**Record excerpts**
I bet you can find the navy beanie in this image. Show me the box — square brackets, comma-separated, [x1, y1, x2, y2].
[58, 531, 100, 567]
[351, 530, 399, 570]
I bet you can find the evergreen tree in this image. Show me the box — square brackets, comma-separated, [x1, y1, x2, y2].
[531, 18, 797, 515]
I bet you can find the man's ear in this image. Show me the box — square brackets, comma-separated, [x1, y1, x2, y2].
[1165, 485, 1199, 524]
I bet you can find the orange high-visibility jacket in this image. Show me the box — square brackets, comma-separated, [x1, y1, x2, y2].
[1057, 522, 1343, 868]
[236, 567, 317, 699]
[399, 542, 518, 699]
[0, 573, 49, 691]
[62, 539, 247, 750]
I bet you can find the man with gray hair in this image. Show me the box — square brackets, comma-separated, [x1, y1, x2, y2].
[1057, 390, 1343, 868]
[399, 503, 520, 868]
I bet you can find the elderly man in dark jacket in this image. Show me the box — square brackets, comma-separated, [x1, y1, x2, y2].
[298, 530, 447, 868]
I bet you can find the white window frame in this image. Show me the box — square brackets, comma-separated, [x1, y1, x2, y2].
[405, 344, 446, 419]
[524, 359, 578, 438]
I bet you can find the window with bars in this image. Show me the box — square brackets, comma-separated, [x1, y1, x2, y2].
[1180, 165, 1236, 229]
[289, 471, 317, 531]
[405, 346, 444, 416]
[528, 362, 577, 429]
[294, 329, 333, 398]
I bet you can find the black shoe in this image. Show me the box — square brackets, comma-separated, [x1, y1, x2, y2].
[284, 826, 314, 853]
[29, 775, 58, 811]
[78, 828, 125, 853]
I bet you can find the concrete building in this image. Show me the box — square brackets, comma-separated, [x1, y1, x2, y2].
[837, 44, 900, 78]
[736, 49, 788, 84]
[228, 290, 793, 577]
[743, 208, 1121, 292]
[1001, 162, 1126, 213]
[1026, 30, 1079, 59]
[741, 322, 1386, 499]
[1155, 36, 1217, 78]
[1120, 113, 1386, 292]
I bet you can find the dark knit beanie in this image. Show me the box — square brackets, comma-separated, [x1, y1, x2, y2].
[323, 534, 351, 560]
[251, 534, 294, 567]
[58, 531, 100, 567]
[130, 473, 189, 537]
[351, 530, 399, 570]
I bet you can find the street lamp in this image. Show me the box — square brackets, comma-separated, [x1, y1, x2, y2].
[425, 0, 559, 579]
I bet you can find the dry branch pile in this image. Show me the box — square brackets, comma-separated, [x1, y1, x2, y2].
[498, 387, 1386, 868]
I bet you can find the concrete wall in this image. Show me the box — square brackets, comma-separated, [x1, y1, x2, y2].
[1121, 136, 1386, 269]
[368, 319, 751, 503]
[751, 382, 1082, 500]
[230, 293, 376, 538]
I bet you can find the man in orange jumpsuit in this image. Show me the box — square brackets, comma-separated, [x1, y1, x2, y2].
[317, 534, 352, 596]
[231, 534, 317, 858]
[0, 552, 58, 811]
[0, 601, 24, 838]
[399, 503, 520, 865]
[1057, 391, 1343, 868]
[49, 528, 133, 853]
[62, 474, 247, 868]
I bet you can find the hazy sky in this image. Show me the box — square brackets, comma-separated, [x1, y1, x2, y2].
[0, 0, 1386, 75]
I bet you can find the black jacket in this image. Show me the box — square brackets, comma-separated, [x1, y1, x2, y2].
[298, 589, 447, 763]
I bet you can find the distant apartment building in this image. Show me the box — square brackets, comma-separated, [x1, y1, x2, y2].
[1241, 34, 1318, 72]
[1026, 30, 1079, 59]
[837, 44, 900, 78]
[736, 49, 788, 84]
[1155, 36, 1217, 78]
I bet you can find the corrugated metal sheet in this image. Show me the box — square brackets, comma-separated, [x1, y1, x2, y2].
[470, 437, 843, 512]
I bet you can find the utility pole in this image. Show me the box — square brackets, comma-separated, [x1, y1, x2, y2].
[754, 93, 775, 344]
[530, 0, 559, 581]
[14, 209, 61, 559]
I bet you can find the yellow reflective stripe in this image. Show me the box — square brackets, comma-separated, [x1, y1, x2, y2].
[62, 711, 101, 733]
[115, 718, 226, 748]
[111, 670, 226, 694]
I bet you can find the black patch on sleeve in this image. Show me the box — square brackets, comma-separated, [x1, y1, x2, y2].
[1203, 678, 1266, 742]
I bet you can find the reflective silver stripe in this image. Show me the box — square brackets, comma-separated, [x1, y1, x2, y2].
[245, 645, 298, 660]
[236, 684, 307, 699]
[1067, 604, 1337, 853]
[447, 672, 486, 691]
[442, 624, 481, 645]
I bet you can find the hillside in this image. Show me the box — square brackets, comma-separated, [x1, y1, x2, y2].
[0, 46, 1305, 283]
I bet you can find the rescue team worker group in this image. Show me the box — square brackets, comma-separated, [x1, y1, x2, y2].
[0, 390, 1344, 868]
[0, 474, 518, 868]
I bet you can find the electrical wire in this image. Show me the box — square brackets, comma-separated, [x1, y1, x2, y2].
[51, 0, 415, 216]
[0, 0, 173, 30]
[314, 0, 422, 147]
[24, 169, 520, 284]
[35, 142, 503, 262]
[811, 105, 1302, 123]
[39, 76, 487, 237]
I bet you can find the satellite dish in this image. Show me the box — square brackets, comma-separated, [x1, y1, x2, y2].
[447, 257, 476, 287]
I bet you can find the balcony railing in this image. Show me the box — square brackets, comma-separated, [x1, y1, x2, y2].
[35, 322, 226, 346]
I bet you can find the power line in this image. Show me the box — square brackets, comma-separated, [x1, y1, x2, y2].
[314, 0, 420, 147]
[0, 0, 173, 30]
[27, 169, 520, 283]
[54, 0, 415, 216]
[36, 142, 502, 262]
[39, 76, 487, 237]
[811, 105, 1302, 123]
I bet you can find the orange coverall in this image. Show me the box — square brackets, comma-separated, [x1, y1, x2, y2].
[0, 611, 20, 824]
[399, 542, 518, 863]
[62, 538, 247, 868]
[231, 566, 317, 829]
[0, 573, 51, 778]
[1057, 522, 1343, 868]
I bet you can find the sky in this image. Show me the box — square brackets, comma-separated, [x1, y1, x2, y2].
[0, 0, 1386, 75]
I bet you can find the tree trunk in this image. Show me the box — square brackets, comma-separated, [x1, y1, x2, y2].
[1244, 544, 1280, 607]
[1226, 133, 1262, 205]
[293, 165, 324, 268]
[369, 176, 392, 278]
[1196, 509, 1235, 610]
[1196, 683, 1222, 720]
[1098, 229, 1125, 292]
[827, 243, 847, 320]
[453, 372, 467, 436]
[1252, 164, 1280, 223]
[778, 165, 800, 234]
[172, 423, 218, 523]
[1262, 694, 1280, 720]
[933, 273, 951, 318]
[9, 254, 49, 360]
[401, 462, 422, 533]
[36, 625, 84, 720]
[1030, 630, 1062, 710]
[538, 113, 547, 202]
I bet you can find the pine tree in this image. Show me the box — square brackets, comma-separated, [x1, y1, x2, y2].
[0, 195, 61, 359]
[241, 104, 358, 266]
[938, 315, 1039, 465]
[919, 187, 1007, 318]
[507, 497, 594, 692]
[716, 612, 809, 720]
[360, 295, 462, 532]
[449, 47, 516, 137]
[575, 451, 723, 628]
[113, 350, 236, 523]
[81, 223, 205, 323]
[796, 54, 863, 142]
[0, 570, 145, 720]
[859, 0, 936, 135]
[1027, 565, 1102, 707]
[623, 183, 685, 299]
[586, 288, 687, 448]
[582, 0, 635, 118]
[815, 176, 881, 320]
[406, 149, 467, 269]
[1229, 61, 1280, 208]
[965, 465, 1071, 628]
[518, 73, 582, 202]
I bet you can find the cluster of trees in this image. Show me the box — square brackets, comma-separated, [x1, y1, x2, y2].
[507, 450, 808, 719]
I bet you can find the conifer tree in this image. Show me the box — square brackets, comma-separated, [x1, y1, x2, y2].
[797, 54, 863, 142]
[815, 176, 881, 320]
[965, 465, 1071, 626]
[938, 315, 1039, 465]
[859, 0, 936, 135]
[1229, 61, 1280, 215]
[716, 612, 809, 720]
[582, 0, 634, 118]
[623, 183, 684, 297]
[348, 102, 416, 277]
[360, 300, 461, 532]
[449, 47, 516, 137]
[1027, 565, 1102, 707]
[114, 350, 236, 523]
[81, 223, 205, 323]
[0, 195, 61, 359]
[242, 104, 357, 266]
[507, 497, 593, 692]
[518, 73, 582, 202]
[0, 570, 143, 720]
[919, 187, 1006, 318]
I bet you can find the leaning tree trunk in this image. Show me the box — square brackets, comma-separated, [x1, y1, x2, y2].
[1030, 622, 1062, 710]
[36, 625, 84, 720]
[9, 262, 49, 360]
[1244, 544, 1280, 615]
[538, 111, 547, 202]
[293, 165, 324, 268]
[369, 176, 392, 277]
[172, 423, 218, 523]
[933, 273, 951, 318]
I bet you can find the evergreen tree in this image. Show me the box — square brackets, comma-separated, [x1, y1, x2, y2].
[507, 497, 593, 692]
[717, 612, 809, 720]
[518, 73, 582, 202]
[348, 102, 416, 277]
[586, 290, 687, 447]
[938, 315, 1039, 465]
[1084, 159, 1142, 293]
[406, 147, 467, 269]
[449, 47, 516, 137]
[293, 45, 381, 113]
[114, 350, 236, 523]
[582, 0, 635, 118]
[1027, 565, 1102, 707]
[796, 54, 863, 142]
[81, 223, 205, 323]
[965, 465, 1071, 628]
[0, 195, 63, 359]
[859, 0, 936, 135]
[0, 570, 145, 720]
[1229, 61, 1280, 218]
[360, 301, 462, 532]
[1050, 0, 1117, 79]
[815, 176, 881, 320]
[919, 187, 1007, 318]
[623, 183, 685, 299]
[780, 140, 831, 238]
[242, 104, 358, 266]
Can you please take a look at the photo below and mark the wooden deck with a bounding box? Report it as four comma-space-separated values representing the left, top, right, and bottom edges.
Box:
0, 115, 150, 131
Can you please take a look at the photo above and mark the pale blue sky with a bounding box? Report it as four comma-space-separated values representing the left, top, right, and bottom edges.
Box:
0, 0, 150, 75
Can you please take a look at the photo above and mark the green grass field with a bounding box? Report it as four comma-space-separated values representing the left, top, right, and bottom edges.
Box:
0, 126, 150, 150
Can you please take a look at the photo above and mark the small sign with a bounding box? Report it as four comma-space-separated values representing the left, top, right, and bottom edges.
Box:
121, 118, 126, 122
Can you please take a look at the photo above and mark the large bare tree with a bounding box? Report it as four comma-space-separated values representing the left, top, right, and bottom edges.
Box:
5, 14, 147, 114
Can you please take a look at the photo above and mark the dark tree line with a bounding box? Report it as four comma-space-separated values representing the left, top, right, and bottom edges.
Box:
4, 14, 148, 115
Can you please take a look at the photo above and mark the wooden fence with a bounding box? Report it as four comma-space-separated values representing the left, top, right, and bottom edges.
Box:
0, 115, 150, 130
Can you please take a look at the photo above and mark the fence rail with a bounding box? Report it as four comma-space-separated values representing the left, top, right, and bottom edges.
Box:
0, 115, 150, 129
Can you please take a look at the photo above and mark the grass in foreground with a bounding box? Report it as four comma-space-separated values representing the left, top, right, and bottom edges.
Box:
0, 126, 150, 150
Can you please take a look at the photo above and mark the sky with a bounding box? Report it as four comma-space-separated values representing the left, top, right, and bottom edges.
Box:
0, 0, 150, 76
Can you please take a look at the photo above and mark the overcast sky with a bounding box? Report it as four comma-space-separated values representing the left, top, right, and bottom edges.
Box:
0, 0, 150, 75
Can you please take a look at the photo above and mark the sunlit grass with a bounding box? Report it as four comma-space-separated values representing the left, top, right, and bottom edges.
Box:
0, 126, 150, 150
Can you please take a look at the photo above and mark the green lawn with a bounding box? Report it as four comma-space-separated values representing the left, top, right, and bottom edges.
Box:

**What you are asked to do**
Render the records from the line containing "I bet you can find the concrete wall" through the line containing "[230, 293, 376, 538]", both inclusive, as a numbered list, omitting any blank lines.

**Final result**
1. I bet you can find the concrete wall in this image. Show me the box — square brackets, comma-separated, [x1, y1, x2, y2].
2. [1121, 136, 1386, 269]
3. [368, 319, 751, 503]
4. [751, 382, 1082, 500]
5. [230, 293, 376, 538]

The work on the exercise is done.